PROBLEM TO SOLVE: Copy each entry below exactly as it reads.

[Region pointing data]
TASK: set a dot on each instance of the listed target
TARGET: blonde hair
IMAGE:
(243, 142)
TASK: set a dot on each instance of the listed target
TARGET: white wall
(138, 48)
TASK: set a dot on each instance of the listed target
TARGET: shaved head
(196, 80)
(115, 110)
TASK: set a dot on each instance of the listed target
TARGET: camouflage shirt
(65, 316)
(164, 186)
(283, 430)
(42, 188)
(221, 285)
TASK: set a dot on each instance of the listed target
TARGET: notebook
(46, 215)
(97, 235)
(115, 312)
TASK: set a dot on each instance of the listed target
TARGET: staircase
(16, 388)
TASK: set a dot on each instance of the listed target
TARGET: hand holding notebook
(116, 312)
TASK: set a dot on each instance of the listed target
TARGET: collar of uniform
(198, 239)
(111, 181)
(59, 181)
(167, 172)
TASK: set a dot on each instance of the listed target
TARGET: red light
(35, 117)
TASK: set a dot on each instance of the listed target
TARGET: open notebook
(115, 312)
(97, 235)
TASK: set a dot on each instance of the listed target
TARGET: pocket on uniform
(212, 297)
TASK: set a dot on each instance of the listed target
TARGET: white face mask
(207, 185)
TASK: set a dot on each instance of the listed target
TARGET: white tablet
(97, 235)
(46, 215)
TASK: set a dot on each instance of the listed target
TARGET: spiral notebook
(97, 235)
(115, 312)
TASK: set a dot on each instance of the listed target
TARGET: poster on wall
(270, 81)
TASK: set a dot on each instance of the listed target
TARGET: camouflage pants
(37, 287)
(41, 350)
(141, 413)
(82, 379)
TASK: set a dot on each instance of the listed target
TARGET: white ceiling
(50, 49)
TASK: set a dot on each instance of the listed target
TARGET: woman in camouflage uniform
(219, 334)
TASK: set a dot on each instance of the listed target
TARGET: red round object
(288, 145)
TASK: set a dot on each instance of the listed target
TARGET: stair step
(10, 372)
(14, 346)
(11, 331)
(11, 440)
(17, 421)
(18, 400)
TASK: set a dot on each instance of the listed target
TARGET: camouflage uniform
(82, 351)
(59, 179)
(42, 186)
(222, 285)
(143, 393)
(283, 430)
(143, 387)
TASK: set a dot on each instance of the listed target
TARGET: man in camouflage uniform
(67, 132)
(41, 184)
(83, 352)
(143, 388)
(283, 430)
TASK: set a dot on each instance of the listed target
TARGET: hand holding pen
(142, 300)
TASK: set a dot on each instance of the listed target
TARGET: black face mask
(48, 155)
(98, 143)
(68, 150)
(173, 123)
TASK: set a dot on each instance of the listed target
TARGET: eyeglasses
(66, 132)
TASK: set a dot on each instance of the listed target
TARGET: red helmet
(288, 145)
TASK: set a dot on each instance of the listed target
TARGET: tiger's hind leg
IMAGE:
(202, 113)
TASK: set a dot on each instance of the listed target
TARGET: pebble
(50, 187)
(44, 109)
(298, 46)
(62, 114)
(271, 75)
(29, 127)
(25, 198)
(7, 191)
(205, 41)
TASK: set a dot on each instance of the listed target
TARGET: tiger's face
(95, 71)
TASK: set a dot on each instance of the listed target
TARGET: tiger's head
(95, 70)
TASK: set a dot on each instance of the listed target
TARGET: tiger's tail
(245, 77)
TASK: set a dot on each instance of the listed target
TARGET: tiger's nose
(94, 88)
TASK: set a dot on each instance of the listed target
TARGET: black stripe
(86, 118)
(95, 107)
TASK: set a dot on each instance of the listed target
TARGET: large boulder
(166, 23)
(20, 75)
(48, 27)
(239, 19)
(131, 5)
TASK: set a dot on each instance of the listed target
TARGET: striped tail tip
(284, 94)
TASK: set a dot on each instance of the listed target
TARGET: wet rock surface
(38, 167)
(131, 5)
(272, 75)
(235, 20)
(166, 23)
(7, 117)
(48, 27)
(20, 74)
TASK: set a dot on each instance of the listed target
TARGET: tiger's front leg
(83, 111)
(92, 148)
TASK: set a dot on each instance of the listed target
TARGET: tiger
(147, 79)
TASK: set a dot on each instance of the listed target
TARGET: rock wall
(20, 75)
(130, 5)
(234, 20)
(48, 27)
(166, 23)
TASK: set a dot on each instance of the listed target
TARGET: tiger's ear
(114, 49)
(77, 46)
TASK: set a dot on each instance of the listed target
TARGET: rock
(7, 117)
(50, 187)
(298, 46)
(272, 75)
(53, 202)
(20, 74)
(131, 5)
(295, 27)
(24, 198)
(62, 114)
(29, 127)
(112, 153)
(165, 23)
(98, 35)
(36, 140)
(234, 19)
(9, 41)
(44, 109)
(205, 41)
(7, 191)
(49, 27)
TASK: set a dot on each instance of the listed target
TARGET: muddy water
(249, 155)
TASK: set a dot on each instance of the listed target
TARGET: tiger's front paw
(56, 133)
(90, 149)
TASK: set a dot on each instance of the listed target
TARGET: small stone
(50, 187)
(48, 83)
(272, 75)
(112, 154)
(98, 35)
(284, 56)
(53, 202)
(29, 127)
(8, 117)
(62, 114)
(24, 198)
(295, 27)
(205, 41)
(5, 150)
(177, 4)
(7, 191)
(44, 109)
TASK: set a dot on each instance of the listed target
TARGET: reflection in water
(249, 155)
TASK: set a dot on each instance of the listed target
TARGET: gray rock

RESPONSE TO THIS TASK:
TASK: set a dot on each instance of the listed target
TARGET: blonde hair
IMAGE:
(243, 142)
TASK: set a dot on each instance of the listed target
TARGET: white wall
(138, 48)
TASK: set a dot on each instance of the listed target
TARGET: shaved head
(196, 80)
(115, 110)
TASK: set a dot on each instance of the listed target
TARGET: camouflage shirt
(65, 316)
(164, 186)
(283, 430)
(42, 188)
(221, 285)
TASK: set a dot on each instance of the listed target
TARGET: notebook
(46, 215)
(97, 235)
(115, 312)
TASK: set a dot on each instance of the listed target
TARGET: staircase
(16, 388)
TASK: set a dot on each instance of the listed target
TARGET: hand holding notebook
(116, 312)
TASK: set a dot on each instance of the listed target
TARGET: collar of uniform
(198, 239)
(111, 181)
(59, 181)
(167, 172)
TASK: set a dot on each instance of the listed target
TARGET: red light
(35, 117)
TASK: set a dot on each instance of the listed target
TARGET: open notebook
(115, 312)
(97, 235)
TASK: set a dot on each instance of the listed target
TARGET: pocket on uniform
(212, 297)
TASK: set a dot on each instance of the listed target
TARGET: white face mask
(207, 185)
TASK: set a dot on each instance of the listed target
TARGET: white tablet
(97, 235)
(46, 215)
TASK: set a dot on each instance of the listed target
TARGET: spiral notebook
(97, 235)
(115, 312)
TASK: set a dot on each instance of the listed target
TARGET: poster on wall
(270, 81)
TASK: set a dot on each instance of the listed target
TARGET: camouflage pants
(37, 287)
(41, 350)
(141, 413)
(82, 379)
TASK: set a dot on each instance of the listed target
TARGET: white ceiling
(50, 49)
TASK: set a dot on each instance of the listed target
TARGET: woman in camouflage uniform
(219, 334)
TASK: set a dot on each instance of the listed target
TARGET: red round object
(288, 145)
TASK: set a dot on each instance of the listed target
TARGET: stair step
(10, 372)
(14, 346)
(11, 331)
(11, 440)
(17, 421)
(18, 400)
TASK: set a dot on each instance of the listed target
TARGET: camouflage uniform
(82, 351)
(59, 179)
(42, 186)
(222, 285)
(143, 393)
(283, 430)
(143, 387)
TASK: set a dot on each instance of the listed target
TARGET: man in camouflage uniform
(67, 132)
(41, 184)
(83, 352)
(143, 388)
(283, 430)
TASK: set a dot on each instance of the listed target
TARGET: hand holding pen
(142, 300)
TASK: set a dot on each instance of the listed target
TARGET: black face mask
(48, 155)
(98, 143)
(68, 150)
(173, 123)
TASK: set a dot on each instance of the listed target
TARGET: eyeglasses
(66, 132)
TASK: set a dot on each instance of the listed target
TARGET: red helmet
(288, 145)
TASK: set a dot on each instance of the listed target
TARGET: tiger's hind leg
IMAGE:
(202, 113)
TASK: set a dot on each instance of the listed target
TARGET: pebble
(50, 187)
(44, 109)
(298, 46)
(62, 114)
(271, 75)
(29, 127)
(25, 198)
(7, 191)
(205, 41)
TASK: set a dot on each instance of the listed target
TARGET: tiger's face
(95, 71)
TASK: set a dot on each instance of the listed target
TARGET: tiger's head
(95, 70)
TASK: set a dot on each instance of the listed target
TARGET: tiger's tail
(245, 77)
TASK: set a dot on each instance of the listed target
TARGET: tiger's nose
(94, 88)
TASK: set a dot on each instance of the listed target
TARGET: black stripe
(86, 118)
(95, 107)
TASK: set a dot on each instance of the listed target
TARGET: large boulder
(166, 23)
(20, 75)
(48, 27)
(239, 19)
(131, 5)
TASK: set a dot on each instance of the listed target
TARGET: striped tail tip
(284, 94)
TASK: set a dot on each instance of the listed target
TARGET: wet rock surface
(38, 167)
(131, 5)
(272, 75)
(235, 20)
(166, 23)
(7, 117)
(48, 27)
(20, 74)
TASK: set a dot on each instance of the listed target
TARGET: tiger's front leg
(83, 111)
(92, 148)
TASK: set a dot on each instance of the listed target
TARGET: tiger
(147, 79)
TASK: set a dot on each instance of the listed target
TARGET: rock wall
(20, 75)
(130, 5)
(234, 20)
(48, 27)
(166, 23)
TASK: set a dot on each instance of the listed target
TARGET: tiger's ear
(114, 49)
(77, 46)
TASK: set a dot on each instance of the listed target
TARGET: rock
(7, 117)
(50, 187)
(298, 46)
(272, 75)
(53, 202)
(20, 74)
(131, 5)
(295, 27)
(24, 198)
(62, 114)
(29, 127)
(112, 153)
(165, 23)
(98, 35)
(36, 140)
(234, 19)
(9, 41)
(44, 109)
(205, 41)
(7, 191)
(49, 27)
TASK: set a dot on each instance of the listed target
TARGET: muddy water
(249, 155)
TASK: set a dot on each instance of the listed target
TARGET: tiger's front paw
(56, 133)
(90, 149)
TASK: set a dot on each instance of the listed target
TARGET: small stone
(50, 187)
(48, 83)
(272, 75)
(112, 154)
(98, 35)
(284, 56)
(53, 202)
(29, 127)
(8, 117)
(62, 114)
(24, 198)
(295, 27)
(205, 41)
(5, 150)
(177, 4)
(7, 191)
(44, 109)
TASK: set a dot on each instance of the listed target
TARGET: reflection in water
(249, 155)
TASK: set a dot on each instance of the listed target
TARGET: gray rock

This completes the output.